When we take a moment to ask ourselves if we are about to make the best or right choice, we sometimes realize that we may need a little help. Let’s be honest; as much as we all think, at times, that we would be better off if everybody would just leave us alone, we simply cannot make it in this world alone. English priest and poet John Donne said it best; “No man is an island.” Advice, support, and encouragement are integral to our development as humans. Some people are more comfortable than others in seeking it out, and some people are more comfortable that others providing it. A large part of a person’s character is his or her willingness to be of service to others. Coincidentally, this is yet another pair of shoes National Honor Society members must wear. How poetic to step into your service shoes to actually provide shoes, if necessary, to someone less fortunate. To paraphrase Irish writer Oscar Wilde, “Live the poetry you cannot write; let others write the poetry they dare not live.” In other words, let your actions speak the intentions of your heart. Put yourself in another’s shoes and walk where others fear to tread.

When these National Honor Society members, as well as any of us here today, combine the effort of academic excellence – which is directed by character – to a sensitivity for helping others, there is a pretty good chance that someone else may take notice, be inspired to do the same, see the value and rewards of these pillars. That inspiration, whether loudly and clearly verbalized, or quietly exhibited through honorable actions, is called leadership; the fourth and culminating pillar of National Honor Society.

Stated task 1
Set down the stretch of the passage on National Honor Society from "When these National" through "National Honor Society.", word for word.

Exercise input

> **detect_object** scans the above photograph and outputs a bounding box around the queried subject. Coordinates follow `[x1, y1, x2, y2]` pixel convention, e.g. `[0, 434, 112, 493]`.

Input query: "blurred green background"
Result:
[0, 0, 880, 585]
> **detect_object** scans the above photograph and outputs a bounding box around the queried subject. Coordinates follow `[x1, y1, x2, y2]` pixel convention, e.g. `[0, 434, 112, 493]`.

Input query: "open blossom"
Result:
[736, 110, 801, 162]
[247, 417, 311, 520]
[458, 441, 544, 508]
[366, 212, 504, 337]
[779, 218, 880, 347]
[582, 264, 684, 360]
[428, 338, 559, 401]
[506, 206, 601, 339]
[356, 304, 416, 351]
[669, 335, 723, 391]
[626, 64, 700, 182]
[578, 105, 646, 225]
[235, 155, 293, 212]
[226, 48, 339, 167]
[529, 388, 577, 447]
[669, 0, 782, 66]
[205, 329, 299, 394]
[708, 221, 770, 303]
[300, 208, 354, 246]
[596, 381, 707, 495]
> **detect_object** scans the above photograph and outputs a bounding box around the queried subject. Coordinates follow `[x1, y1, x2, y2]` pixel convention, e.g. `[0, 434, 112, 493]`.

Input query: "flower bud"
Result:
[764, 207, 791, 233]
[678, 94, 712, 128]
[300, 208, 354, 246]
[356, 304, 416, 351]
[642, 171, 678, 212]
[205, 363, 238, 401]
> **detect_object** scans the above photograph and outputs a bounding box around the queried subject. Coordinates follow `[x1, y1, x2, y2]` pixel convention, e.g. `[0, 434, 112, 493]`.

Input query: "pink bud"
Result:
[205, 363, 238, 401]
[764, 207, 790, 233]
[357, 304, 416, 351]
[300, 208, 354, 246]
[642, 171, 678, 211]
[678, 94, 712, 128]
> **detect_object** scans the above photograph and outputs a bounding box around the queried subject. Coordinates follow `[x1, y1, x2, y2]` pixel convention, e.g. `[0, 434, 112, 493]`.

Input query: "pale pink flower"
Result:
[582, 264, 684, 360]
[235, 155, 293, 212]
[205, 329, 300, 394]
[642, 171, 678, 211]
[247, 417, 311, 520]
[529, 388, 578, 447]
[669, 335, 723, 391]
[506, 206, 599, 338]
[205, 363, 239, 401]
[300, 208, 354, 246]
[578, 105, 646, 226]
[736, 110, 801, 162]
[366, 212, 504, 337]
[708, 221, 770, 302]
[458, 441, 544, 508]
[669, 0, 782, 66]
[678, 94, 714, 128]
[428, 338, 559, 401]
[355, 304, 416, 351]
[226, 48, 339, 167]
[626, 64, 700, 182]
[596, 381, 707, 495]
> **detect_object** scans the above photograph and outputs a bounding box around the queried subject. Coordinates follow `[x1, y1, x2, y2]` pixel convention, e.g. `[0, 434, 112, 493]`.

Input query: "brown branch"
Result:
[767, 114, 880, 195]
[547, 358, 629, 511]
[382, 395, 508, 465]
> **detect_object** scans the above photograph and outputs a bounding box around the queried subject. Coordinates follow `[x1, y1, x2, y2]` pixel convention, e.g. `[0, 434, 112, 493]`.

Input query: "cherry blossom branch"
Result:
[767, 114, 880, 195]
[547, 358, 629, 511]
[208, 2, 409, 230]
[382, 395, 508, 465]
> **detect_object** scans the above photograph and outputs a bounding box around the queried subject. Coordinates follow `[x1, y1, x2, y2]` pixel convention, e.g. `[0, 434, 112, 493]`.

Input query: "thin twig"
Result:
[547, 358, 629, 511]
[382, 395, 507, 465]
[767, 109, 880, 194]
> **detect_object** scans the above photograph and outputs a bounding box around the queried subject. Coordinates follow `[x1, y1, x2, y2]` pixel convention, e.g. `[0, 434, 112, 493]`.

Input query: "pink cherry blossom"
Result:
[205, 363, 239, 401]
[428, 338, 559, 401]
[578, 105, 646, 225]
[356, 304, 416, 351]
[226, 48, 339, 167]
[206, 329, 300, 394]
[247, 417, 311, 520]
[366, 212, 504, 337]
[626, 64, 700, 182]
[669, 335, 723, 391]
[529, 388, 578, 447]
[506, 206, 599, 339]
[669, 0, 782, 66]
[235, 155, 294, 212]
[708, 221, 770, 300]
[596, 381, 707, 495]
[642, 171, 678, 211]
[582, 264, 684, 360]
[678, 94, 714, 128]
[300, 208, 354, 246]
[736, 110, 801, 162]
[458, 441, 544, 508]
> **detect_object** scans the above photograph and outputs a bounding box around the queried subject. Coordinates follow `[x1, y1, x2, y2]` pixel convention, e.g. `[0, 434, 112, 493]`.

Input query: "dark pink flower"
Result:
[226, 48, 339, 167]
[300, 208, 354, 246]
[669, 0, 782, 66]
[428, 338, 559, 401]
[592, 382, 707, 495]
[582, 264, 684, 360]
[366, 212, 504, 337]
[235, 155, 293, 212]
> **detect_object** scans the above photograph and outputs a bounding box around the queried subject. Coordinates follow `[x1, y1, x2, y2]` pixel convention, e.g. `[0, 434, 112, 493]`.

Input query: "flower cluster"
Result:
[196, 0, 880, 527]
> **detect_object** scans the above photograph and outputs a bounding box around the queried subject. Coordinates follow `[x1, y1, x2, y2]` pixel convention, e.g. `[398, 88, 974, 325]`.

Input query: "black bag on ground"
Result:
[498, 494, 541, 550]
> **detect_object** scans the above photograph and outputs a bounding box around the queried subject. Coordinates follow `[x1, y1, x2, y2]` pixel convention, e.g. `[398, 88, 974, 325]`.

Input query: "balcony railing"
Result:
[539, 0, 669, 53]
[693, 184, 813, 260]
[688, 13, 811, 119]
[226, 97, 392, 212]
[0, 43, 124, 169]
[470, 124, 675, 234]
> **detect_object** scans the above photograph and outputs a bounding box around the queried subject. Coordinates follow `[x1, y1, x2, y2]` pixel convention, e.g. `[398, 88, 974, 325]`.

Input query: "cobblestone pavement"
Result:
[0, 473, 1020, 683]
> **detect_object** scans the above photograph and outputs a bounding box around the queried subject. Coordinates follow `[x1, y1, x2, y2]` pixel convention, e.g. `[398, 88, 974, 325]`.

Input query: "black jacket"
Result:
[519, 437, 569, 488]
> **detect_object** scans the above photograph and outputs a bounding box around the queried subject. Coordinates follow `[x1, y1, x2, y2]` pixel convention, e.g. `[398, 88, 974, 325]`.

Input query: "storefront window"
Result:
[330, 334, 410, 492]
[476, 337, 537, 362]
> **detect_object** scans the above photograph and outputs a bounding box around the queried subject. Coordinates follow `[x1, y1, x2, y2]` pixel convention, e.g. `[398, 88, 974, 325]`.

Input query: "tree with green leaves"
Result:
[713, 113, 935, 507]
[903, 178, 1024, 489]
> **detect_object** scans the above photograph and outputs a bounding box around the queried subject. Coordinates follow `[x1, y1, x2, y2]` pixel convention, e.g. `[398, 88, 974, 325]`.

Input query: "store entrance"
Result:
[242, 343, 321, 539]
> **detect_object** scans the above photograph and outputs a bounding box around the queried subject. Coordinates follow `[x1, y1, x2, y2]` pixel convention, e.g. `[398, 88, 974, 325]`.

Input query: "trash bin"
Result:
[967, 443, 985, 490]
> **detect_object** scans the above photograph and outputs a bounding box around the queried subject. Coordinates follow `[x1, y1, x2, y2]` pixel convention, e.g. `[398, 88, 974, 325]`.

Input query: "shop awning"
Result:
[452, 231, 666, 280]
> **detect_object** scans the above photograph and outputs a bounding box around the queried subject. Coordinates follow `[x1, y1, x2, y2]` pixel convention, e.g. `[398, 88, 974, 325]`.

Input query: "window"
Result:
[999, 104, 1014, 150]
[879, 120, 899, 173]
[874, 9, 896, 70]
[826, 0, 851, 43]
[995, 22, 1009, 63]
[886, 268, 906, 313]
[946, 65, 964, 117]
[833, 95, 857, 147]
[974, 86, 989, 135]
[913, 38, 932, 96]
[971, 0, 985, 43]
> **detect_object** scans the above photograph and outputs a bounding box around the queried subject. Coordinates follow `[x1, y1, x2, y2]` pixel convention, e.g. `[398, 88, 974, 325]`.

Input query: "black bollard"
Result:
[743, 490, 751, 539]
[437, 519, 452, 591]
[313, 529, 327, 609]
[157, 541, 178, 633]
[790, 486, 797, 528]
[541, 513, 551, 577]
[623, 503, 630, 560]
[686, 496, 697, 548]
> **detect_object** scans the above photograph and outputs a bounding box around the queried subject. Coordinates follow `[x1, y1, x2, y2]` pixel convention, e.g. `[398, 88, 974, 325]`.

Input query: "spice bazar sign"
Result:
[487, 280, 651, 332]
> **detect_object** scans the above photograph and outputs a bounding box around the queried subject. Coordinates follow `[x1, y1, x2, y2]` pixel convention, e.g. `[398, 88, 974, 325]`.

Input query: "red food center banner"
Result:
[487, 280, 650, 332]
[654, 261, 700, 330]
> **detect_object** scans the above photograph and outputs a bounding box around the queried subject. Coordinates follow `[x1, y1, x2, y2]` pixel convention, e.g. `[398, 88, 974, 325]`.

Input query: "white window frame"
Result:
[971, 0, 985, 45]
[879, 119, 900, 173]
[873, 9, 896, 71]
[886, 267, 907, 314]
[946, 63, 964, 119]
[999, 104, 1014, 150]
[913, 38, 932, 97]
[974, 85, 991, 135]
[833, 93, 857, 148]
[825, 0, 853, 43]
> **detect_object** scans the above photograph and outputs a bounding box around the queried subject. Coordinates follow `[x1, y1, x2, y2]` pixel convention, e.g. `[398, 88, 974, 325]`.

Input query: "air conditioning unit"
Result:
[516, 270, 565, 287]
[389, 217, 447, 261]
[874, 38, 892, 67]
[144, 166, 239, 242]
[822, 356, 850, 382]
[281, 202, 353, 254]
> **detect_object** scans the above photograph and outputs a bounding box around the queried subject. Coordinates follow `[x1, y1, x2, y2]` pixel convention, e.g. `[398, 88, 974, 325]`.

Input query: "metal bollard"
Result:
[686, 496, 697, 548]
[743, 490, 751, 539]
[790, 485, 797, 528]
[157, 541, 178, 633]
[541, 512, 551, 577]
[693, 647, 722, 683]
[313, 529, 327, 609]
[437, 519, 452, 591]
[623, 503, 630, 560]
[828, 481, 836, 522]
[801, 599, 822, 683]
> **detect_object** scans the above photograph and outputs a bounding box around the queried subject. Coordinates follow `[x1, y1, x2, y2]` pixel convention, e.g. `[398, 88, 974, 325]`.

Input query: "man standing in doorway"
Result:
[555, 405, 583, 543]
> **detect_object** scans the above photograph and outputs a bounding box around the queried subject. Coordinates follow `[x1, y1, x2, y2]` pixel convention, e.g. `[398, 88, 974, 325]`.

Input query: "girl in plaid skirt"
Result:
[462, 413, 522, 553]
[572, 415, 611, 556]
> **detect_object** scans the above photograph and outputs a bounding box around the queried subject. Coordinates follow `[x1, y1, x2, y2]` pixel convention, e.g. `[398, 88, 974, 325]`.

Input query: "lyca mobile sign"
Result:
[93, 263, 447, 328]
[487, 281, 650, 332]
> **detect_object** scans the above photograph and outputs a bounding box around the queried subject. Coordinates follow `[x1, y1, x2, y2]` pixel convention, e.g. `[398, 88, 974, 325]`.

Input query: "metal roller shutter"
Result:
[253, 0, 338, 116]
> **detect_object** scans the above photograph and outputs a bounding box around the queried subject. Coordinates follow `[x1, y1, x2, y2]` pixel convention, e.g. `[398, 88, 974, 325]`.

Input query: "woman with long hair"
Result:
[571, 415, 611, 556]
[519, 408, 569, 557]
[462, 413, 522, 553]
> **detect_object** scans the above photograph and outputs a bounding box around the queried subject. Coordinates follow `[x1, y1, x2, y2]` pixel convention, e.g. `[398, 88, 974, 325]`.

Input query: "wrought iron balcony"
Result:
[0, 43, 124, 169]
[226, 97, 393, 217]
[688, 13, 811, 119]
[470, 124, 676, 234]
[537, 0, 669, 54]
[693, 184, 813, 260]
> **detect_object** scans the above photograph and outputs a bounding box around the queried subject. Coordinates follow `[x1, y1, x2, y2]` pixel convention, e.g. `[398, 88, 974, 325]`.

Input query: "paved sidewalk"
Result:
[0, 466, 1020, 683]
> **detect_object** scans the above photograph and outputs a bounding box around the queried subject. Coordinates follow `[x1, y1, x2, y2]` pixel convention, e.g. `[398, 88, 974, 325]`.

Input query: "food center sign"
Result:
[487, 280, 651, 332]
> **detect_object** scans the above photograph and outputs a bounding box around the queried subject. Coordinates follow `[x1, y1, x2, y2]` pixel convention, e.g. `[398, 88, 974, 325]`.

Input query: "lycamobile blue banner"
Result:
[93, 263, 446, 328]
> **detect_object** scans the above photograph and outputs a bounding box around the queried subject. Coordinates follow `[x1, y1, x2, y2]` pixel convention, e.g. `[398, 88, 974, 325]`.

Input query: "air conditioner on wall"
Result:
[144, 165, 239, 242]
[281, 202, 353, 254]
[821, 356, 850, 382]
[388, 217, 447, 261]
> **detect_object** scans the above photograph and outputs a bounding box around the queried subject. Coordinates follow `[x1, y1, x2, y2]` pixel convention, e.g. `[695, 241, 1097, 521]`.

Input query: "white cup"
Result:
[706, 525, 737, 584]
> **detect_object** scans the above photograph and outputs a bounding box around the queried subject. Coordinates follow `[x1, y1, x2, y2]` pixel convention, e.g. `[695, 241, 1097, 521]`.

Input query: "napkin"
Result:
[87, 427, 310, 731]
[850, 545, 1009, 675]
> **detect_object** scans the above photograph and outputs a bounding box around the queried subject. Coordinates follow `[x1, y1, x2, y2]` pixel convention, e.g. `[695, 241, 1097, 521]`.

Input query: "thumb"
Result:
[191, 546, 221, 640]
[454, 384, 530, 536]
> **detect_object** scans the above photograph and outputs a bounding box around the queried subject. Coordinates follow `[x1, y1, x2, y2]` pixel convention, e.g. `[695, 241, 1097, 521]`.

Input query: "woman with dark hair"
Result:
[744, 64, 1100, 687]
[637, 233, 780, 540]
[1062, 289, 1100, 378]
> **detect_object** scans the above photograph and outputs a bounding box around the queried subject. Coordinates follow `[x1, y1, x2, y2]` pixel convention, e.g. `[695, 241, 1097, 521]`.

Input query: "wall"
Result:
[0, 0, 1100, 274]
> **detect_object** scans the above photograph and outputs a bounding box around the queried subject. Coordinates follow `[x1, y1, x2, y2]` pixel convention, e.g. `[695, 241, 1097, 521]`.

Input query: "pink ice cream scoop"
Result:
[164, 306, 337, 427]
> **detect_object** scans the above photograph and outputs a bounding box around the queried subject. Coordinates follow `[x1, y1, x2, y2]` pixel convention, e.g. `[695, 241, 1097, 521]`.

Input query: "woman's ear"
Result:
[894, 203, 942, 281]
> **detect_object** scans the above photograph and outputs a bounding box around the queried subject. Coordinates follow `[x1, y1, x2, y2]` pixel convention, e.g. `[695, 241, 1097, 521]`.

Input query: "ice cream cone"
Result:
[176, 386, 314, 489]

Stated task 2
Rewrite the stretch of the entries from their first line through the line containing "[0, 0, 880, 585]", with the request lines included. Multiply each bounding-box coordinate in the results by 2.35 and round to the nearest whole number, rounding halves up. Leave the numbers in the request lines and their format samples unchanged.

Complete response 1
When these National Honor Society members, as well as any of us here today, combine the effort of academic excellence – which is directed by character – to a sensitivity for helping others, there is a pretty good chance that someone else may take notice, be inspired to do the same, see the value and rewards of these pillars. That inspiration, whether loudly and clearly verbalized, or quietly exhibited through honorable actions, is called leadership; the fourth and culminating pillar of National Honor Society.

Complete response 2
> **detect_object** scans the above photograph and outputs a bounding box around the queried subject. Coordinates follow `[x1, y1, x2, y2]` pixel convention, e.g. `[0, 434, 112, 493]`.

Input query: "blurred green background"
Result:
[0, 0, 2068, 1375]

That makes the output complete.